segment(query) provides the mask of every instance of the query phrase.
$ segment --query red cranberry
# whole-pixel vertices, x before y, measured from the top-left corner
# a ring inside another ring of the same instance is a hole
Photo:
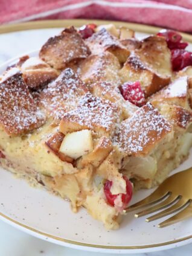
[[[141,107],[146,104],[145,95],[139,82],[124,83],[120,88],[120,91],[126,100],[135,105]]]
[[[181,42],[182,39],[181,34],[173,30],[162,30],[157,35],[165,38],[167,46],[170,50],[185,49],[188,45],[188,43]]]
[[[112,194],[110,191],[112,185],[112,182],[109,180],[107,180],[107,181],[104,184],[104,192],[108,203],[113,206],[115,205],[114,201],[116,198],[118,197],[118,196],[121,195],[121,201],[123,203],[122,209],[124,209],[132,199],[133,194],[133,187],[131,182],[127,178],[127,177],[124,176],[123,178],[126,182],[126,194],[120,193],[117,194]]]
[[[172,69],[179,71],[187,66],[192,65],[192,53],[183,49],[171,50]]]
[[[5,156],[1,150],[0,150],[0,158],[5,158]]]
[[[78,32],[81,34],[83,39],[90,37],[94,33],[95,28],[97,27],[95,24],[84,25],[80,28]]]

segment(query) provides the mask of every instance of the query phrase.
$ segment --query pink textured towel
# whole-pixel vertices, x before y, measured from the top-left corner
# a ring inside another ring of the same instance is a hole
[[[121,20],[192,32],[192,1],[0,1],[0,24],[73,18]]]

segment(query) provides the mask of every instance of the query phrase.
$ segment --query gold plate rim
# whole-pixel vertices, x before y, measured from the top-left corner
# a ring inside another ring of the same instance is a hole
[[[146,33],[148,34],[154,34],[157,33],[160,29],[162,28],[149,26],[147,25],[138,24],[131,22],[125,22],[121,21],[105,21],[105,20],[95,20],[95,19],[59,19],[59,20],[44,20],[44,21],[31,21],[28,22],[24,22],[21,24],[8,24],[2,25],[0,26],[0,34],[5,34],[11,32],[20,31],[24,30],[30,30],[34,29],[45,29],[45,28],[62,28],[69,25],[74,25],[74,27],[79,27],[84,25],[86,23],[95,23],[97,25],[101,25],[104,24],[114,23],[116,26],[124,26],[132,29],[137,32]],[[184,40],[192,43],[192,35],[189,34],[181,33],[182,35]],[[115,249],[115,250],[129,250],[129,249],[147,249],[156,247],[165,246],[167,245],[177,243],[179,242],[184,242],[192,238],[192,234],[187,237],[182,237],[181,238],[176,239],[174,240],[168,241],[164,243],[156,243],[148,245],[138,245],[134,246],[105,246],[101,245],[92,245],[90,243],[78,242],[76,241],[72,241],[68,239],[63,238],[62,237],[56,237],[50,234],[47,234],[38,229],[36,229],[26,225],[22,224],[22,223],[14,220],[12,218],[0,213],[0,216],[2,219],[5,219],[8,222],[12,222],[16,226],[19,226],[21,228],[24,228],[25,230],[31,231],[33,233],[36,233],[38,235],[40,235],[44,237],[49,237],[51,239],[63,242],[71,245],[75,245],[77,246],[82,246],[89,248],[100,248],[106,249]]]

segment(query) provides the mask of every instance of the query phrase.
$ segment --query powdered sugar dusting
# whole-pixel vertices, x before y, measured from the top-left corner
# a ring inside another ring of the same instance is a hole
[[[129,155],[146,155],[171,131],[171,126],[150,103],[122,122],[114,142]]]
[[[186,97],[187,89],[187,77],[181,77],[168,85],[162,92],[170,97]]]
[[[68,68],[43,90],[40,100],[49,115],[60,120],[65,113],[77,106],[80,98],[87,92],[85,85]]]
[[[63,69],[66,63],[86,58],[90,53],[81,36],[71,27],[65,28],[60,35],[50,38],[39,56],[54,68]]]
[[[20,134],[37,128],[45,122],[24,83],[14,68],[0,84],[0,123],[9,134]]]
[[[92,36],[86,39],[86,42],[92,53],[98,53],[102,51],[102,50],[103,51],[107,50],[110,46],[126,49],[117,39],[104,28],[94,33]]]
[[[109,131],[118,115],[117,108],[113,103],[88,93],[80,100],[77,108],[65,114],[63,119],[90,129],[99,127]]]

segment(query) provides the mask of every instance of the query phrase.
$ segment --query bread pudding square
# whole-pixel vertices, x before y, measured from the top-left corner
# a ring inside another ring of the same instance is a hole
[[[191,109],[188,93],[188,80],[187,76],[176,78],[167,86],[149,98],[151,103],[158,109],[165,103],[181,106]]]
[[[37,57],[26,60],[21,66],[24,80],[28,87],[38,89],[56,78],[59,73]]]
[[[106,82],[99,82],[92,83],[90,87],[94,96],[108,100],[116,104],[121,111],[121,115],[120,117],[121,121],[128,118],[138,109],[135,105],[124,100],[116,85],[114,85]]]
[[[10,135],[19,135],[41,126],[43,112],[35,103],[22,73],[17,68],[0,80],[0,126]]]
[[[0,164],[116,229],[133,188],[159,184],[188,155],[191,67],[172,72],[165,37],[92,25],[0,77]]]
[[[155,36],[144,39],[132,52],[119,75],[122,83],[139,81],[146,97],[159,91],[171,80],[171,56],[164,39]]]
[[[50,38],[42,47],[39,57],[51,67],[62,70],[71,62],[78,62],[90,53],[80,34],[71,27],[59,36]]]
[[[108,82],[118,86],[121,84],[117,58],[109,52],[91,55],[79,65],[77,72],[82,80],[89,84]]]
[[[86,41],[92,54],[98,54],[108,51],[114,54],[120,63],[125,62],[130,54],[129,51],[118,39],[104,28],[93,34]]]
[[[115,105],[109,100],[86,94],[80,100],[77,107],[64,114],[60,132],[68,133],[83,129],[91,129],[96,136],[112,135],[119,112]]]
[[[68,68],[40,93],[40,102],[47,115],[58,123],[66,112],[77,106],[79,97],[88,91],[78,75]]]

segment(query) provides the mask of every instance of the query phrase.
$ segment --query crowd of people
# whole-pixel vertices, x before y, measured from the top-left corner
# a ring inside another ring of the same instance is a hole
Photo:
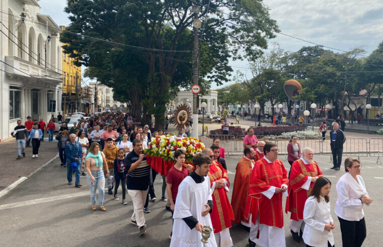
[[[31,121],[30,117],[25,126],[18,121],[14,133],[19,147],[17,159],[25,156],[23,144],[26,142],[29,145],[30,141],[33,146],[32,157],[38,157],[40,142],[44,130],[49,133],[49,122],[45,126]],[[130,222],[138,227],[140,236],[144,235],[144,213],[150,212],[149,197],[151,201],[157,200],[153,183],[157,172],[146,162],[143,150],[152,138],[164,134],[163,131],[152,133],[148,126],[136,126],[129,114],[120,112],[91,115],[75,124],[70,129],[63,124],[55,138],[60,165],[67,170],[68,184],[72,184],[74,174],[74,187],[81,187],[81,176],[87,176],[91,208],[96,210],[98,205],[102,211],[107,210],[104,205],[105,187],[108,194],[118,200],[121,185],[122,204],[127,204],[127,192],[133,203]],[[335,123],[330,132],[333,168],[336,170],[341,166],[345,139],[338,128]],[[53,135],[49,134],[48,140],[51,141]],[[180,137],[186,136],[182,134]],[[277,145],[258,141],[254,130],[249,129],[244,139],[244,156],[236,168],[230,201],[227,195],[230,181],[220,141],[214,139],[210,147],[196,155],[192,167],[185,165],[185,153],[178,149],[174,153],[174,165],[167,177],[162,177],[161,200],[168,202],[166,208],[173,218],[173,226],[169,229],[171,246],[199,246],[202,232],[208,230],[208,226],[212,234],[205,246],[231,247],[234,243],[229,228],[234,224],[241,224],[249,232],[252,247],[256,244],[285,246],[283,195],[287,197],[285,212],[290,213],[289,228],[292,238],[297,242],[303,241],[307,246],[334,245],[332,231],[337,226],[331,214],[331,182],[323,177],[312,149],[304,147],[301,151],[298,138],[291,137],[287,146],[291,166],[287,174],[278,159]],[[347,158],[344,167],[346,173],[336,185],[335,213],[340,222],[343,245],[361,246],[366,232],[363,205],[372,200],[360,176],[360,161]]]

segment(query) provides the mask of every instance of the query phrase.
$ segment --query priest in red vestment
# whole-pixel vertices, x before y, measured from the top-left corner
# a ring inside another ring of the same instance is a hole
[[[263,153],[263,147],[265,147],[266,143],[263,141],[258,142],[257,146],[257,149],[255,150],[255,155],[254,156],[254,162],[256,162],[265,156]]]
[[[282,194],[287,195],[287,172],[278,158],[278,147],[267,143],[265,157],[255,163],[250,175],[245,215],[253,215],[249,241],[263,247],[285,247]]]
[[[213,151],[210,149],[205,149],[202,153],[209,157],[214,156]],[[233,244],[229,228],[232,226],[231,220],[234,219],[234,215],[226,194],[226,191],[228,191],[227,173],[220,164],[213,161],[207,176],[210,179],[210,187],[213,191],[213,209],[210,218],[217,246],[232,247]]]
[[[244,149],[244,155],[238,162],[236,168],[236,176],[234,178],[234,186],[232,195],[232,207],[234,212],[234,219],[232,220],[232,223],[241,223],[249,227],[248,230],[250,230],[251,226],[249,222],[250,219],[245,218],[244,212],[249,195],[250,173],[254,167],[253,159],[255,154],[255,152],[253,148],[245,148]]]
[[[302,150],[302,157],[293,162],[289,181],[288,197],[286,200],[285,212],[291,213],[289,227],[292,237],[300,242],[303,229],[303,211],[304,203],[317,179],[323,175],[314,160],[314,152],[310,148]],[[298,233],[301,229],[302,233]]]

_____

Work instructions: Retype the entries line for line, from the very first line through the line containing "[[[121,20],[192,32],[192,1],[0,1],[0,24],[73,18]]]", both included. Leave the pictures out.

Worked answer:
segment(query) provides the mask of every instance of the query phrase.
$ segment --query red cranberry
# whole-pixel vertices, x before y, measured from the top-left corner
# a ring inside another ring of the same instance is a hole
Photo:
[[[141,107],[146,104],[145,95],[139,82],[124,83],[120,88],[120,91],[126,100],[135,105]]]
[[[181,42],[182,39],[181,34],[173,30],[162,30],[157,35],[165,38],[167,46],[170,50],[185,49],[188,45],[188,43]]]
[[[112,194],[110,191],[112,185],[112,182],[109,180],[107,180],[107,181],[104,184],[104,192],[108,203],[113,206],[115,205],[114,201],[116,198],[118,197],[118,196],[121,195],[121,201],[123,203],[122,209],[124,209],[132,199],[133,194],[133,187],[131,182],[127,178],[127,177],[124,176],[123,178],[126,182],[126,194],[120,193],[117,194]]]
[[[172,69],[179,71],[187,66],[192,65],[192,53],[183,49],[171,50]]]
[[[5,156],[1,150],[0,150],[0,158],[5,158]]]
[[[78,32],[81,34],[83,39],[90,37],[94,33],[95,28],[97,27],[95,24],[84,25],[80,28]]]

segment(query) provides the mask of every instance of the query phrase.
$ segment --query pink textured towel
# whole-pixel vertices, x before y, measured from the top-left corner
# a ring inside another ring of the same instance is a hole
[[[121,20],[192,32],[192,1],[0,1],[0,24],[73,18]]]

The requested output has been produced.